- 原文:
+===+
4.字符串和文本

标签： python

4.1.1 问题

将一个字段分隔成多个字段，但是分隔符不确定，

4.1.2 解决方案

string对象的split()方法只适应简单的字段分割情况，当有多个分隔符，或者分隔符周围又不确定的空格时；最好使用re.split

line = 'asdf fjdk; afed, fjek,asdf, foo'
import re
a = re.split(r'[;,\s]\s*', line)
print a

['asdf', 'fjdk', 'afed', 'fjek', 'asdf', 'foo']

以上分隔符：
[
；
，
\s
\s* 多个空格符

4.2.1 问题

匹配字符串开头或者结尾

4.2.2 解决方案

str.startswith()        # 匹配开头
str.endswith()          # 匹配结尾

>>> filename = 'sapm.txt'
>>> filename.endswith('.txt')
True
>>> filename.startswith('file:')
+===+
- 数据摘录:

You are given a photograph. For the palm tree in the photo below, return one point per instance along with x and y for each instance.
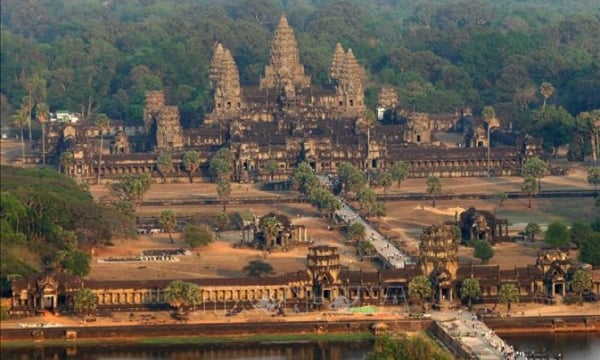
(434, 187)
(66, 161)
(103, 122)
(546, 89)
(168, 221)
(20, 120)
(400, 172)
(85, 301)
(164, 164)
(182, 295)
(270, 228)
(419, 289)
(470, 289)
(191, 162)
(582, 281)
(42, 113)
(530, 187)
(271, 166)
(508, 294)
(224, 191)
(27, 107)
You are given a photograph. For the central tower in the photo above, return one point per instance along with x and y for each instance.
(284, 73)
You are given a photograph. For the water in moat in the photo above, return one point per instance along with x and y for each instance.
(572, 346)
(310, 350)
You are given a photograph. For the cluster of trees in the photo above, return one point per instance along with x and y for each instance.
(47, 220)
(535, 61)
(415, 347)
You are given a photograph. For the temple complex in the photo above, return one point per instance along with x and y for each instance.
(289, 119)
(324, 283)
+===+
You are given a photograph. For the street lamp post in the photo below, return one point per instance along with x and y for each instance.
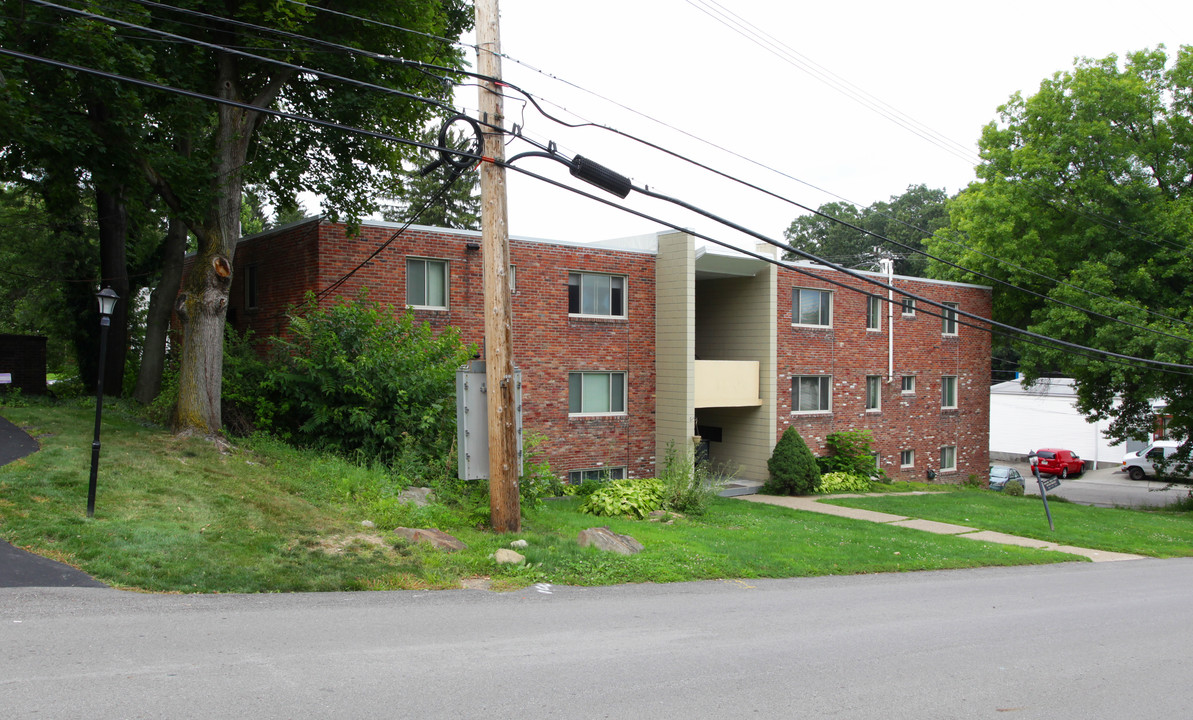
+===+
- 练习题目 1: 按原文所述，匹配字符串结尾应使用哪个方法？
- 练习题目 2: 找出列表中所有含有字符串“below”的行，并逐行照录。查找时区分大小写。

- 预期输出 1: str.endswith()

- 预期输出 2:
You are given a photograph. For the palm tree in the photo below, return one point per instance along with x and y for each instance.
You are given a photograph. For the street lamp post in the photo below, return one point per instance along with x and y for each instance.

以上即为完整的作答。